**Work instructions:** Rewrite the data from its start through the line containing "M 185 94 L 236", replacing each "Submission" with "Output" and leaving everything else unchanged.

**Records from a collection:**
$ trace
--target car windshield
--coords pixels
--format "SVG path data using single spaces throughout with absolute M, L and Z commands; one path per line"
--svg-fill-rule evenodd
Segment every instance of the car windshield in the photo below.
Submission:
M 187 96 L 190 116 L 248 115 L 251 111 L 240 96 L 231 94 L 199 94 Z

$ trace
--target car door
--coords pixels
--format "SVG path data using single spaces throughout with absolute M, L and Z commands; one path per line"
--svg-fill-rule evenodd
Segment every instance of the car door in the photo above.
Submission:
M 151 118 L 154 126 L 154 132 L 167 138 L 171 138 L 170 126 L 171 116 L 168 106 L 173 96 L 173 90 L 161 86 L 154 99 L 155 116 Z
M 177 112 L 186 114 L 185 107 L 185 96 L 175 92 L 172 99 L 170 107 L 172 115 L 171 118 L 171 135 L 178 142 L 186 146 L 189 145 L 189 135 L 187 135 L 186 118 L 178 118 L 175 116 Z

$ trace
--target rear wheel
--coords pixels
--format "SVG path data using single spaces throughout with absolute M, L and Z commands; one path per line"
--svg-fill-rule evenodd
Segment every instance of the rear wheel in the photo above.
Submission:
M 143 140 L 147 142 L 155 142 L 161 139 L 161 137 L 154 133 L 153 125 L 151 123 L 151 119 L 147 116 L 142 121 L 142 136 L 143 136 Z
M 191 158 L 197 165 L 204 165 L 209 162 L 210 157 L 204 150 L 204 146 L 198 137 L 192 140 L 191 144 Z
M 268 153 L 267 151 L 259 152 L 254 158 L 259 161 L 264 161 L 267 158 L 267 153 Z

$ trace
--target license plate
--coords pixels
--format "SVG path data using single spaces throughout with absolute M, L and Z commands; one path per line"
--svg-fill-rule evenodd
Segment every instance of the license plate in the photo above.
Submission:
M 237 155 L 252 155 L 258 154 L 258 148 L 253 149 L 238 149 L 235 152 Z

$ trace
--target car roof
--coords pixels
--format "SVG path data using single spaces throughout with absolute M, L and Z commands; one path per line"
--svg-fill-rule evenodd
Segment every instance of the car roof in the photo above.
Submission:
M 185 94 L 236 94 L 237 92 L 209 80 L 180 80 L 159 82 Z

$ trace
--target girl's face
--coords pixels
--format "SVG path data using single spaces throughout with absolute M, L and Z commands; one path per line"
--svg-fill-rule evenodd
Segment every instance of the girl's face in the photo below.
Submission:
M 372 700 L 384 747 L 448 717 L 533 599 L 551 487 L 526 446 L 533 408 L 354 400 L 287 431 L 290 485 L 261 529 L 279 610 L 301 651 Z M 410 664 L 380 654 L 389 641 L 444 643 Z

**Response to the task:**
$ trace
--target car windshield
--coords pixels
--format "SVG path data using single spaces throughout with absolute M, L and Z commands; one path per line"
--svg-fill-rule evenodd
Segment every instance of the car windshield in the photo below.
Output:
M 187 96 L 190 116 L 248 115 L 251 111 L 240 96 L 231 94 L 199 94 Z

$ trace
--target car door
--coords pixels
--format "SVG path data using single spaces throughout with absolute M, L and Z commands; one path per line"
--svg-fill-rule evenodd
Segment every instance of the car door in the photo above.
Output:
M 151 118 L 154 126 L 154 132 L 167 138 L 171 138 L 170 126 L 171 116 L 168 106 L 173 96 L 173 90 L 161 86 L 154 99 L 155 116 Z
M 177 112 L 186 114 L 185 107 L 185 96 L 175 92 L 172 99 L 170 107 L 172 115 L 171 118 L 171 135 L 178 142 L 186 146 L 189 145 L 189 135 L 187 135 L 186 118 L 178 118 L 175 116 Z

$ trace
--target rear wheel
--coords pixels
--format "SVG path data using single spaces throughout with absolute M, L and Z commands; one path per line"
--svg-fill-rule evenodd
Segment every instance of the rear wheel in the photo above.
Output:
M 143 140 L 147 142 L 155 142 L 161 139 L 161 137 L 154 133 L 153 125 L 151 123 L 151 119 L 147 116 L 142 121 L 142 136 L 143 136 Z
M 191 158 L 197 165 L 204 165 L 209 162 L 210 157 L 204 150 L 204 146 L 198 137 L 192 140 L 191 144 Z
M 268 153 L 267 151 L 259 152 L 254 158 L 259 161 L 264 161 L 267 158 L 267 153 Z

$ trace
--target license plate
--coords pixels
--format "SVG path data using single spaces throughout with absolute M, L and Z commands; one path per line"
--svg-fill-rule evenodd
Segment every instance of the license plate in the photo above.
Output:
M 237 155 L 252 155 L 258 154 L 258 148 L 253 149 L 238 149 L 235 152 Z

$ trace
--target car roof
--coords pixels
--format "SVG path data using single spaces throughout with absolute M, L and Z commands; one path per line"
--svg-fill-rule evenodd
Segment every instance of the car roof in the photo above.
Output:
M 185 94 L 236 94 L 237 92 L 209 80 L 180 80 L 159 82 Z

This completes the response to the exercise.